**QUOTED PASSAGE**:
__________
1000. The complaint is contained in a communication from the Greek Federation of Bank Employee Unions (OTOE) dated 20 May 2006.

  1. 1001. The Government replied in communications dated 29 September 2006 and 7 March 2007.
  2. 1002. Greece has ratified the Freedom of Association and Protection of the Right to Organise Convention, 1948 (No. 87), and the Right to Organise and Collective Bargaining Convention, 1949 (No. 98).

A. The complainant’s allegations

A. The complainant’s allegations
  1. 1003. In its communication of 20 May 2006, the OTOE alleges that Act No. 3371/2005 allows for the unilateral cancellation of collective agreements concerning bank employees’ supplementary pension schemes. These supplementary pension schemes were composed of 13 private funds set up by virtue of collective agreements. As a result of the Act, the unilateral cancellation of the agreement by virtue of which the pension funds were set up entails the automatic transfer of all movable and immovable assets of the funds to the public social security scheme; the loss of all control by the workers over the administration of the funds’ property; and the retroactive loss of certain entitlements for those employees who were insured after 1 January 1993. Finally, an amendment introduced by Act No. 3455/2006 to article 62(6) of Act No. 3371, allows for the dissolution of the funds even if a dispute in this regard is pending before the courts.
  2. 1004. More specifically, the complainant indicates that the supplementary pensions of bank employees were provided by 13 private funds which were set up and functioned in accordance with collective agreements reached between each bank and the relevant employees’ associations. Act No. 3371/2005 provides for the possibility of each party to a collective agreement by virtue of which a pension fund was established, to cancel unilaterally the agreement. This decision (to cancel the agreement) has been taken by some banks but not by the associations of employees who have no interest to proceed to such a cancellation. The result of the cancellation has been the transfer of all moveable and immoveable assets of the funds to a public social security scheme. This transfer is not in the interest of the employees because in this way, the funds’ private property will become public property and consequently, the employees will not have a say in the administration of the funds’ property.
  3. 1005. The obligations and financial contributions of employers/banks are moreover taken over by a new public social security scheme which is substituted for the previous private pension fund. The exact amount of the financial contributions of the employers into the new scheme has been left to be determined in a future legislative act, on the basis of an economic study, which might also lead to a violation of the vested rights of bank employees.
  4. 1006. According to the complainant, Act No. 3371/2005 runs contrary to fundamental principles of freedom of association as it interferes with the freely formed will of the two founders of the pension funds, i.e. the banks and the association of employees working in them. Not only does it allow for the unilateral denunciation of collective agreements and the dissolution of the pension funds established on the basis of these agreements, it also leads to the abolition of the private social security system which existed in the banking sector and renders it public.
__________
[Excerpts of pointing data]
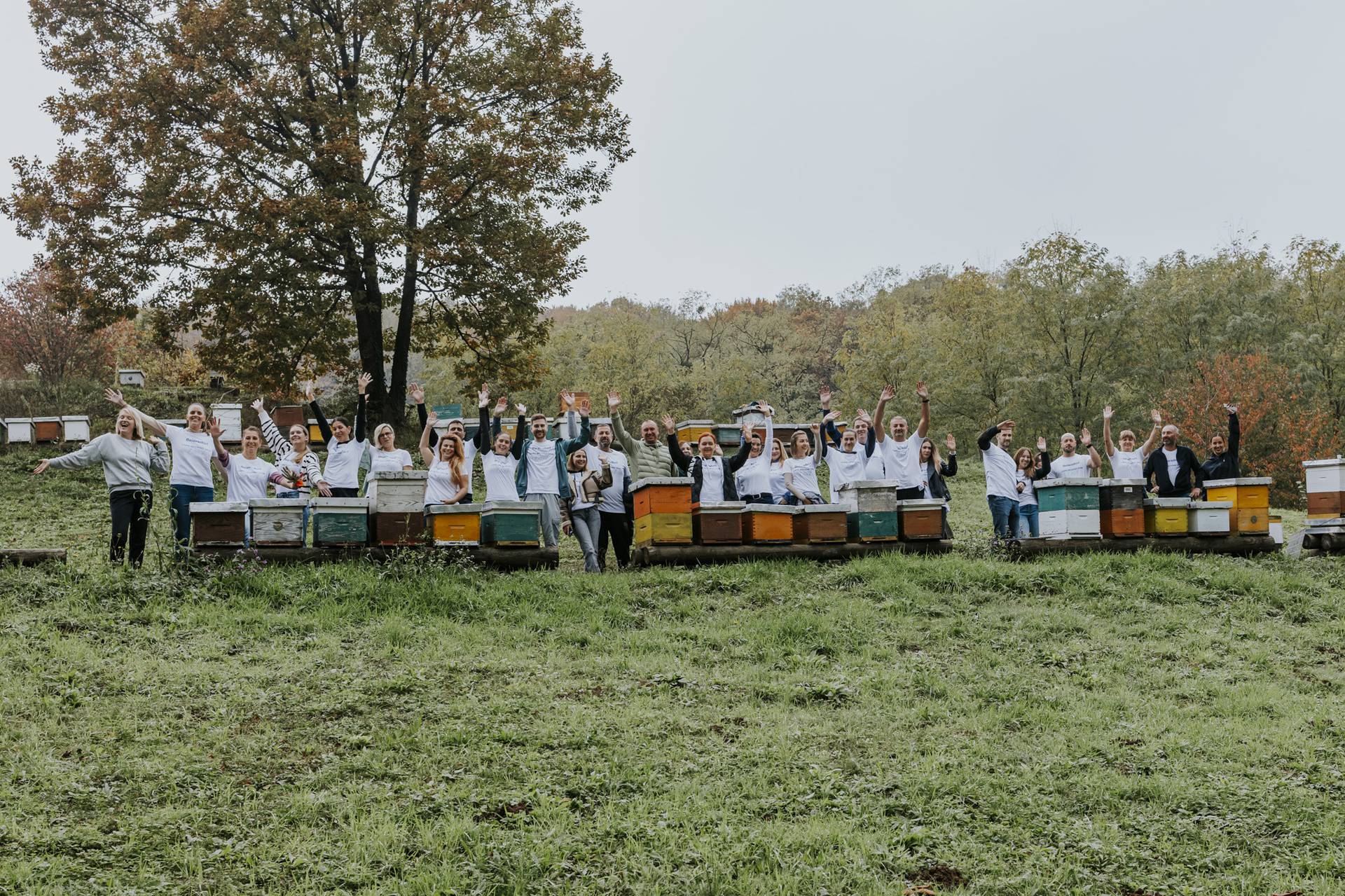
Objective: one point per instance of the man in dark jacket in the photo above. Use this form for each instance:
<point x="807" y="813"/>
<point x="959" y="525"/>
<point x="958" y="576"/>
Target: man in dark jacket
<point x="1223" y="462"/>
<point x="1173" y="470"/>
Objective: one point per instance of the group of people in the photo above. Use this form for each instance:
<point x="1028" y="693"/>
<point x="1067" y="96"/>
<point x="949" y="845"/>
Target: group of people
<point x="583" y="481"/>
<point x="1166" y="467"/>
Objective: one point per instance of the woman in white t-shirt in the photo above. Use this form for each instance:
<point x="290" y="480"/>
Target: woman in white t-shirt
<point x="1129" y="462"/>
<point x="190" y="478"/>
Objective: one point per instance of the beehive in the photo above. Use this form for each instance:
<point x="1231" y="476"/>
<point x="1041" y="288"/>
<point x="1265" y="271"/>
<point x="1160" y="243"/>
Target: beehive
<point x="717" y="523"/>
<point x="768" y="525"/>
<point x="396" y="491"/>
<point x="219" y="524"/>
<point x="1070" y="507"/>
<point x="1250" y="499"/>
<point x="821" y="525"/>
<point x="277" y="523"/>
<point x="1166" y="517"/>
<point x="662" y="495"/>
<point x="511" y="524"/>
<point x="460" y="524"/>
<point x="74" y="428"/>
<point x="232" y="419"/>
<point x="46" y="429"/>
<point x="340" y="523"/>
<point x="1208" y="517"/>
<point x="18" y="431"/>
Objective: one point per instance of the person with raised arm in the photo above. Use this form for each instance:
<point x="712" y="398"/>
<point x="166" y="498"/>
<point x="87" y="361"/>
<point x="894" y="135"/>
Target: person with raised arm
<point x="1001" y="482"/>
<point x="346" y="447"/>
<point x="499" y="464"/>
<point x="900" y="454"/>
<point x="1129" y="462"/>
<point x="1223" y="462"/>
<point x="649" y="455"/>
<point x="1028" y="473"/>
<point x="128" y="459"/>
<point x="712" y="474"/>
<point x="754" y="479"/>
<point x="190" y="478"/>
<point x="1071" y="464"/>
<point x="542" y="470"/>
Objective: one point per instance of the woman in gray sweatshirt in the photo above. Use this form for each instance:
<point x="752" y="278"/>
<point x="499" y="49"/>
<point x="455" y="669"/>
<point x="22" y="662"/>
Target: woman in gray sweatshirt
<point x="127" y="459"/>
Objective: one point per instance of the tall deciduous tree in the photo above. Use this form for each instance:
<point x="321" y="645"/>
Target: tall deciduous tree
<point x="283" y="172"/>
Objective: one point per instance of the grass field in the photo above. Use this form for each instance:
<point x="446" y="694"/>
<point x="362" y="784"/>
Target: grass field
<point x="1131" y="724"/>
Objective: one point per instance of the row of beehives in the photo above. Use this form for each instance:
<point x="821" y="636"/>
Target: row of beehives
<point x="1122" y="509"/>
<point x="392" y="513"/>
<point x="864" y="511"/>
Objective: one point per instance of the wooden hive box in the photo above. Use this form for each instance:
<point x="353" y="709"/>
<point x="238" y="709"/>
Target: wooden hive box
<point x="46" y="429"/>
<point x="277" y="523"/>
<point x="1166" y="517"/>
<point x="1250" y="498"/>
<point x="460" y="524"/>
<point x="511" y="524"/>
<point x="74" y="428"/>
<point x="1208" y="517"/>
<point x="922" y="520"/>
<point x="821" y="525"/>
<point x="396" y="491"/>
<point x="232" y="419"/>
<point x="18" y="431"/>
<point x="717" y="523"/>
<point x="768" y="525"/>
<point x="221" y="524"/>
<point x="340" y="523"/>
<point x="662" y="495"/>
<point x="663" y="529"/>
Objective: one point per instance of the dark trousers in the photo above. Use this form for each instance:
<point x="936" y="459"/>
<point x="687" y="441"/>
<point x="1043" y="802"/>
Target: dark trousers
<point x="130" y="520"/>
<point x="619" y="528"/>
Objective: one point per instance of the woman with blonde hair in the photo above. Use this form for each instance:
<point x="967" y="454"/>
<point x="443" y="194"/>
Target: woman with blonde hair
<point x="127" y="459"/>
<point x="450" y="479"/>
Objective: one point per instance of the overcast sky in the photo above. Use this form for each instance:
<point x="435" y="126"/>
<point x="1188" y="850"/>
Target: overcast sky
<point x="782" y="142"/>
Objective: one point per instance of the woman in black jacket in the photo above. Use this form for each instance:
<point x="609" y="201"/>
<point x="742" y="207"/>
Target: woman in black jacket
<point x="712" y="474"/>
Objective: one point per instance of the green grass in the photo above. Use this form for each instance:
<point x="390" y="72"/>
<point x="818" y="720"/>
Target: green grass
<point x="1126" y="724"/>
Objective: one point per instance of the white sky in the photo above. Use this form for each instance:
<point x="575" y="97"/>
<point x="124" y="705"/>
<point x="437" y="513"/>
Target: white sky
<point x="780" y="142"/>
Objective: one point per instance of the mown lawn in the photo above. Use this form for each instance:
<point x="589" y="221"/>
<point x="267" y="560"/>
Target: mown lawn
<point x="1138" y="724"/>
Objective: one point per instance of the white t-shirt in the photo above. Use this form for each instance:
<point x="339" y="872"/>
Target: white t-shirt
<point x="805" y="474"/>
<point x="902" y="460"/>
<point x="1171" y="456"/>
<point x="342" y="470"/>
<point x="846" y="467"/>
<point x="191" y="454"/>
<point x="389" y="460"/>
<point x="440" y="488"/>
<point x="1001" y="481"/>
<point x="1072" y="467"/>
<point x="612" y="499"/>
<point x="247" y="479"/>
<point x="541" y="467"/>
<point x="499" y="476"/>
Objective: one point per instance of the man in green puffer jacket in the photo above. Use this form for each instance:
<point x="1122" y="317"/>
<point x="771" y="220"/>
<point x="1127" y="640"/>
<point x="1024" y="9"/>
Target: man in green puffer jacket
<point x="647" y="455"/>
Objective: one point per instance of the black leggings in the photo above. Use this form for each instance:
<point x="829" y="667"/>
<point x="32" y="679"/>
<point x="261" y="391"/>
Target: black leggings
<point x="130" y="517"/>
__________
**WORK INSTRUCTIONS**:
#1 According to the passage on the bank pension complaint, how many private funds provided supplementary pensions to bank employees?
#2 List every act and convention named in the passage on the bank pension complaint.

**TASK SOLUTIONS**:
#1 13

#2
- Act No. 3371/2005
- Act No. 3455/2006
- Freedom of Association and Protection of the Right to Organise Convention, 1948 (No. 87)
- Right to Organise and Collective Bargaining Convention, 1949 (No. 98)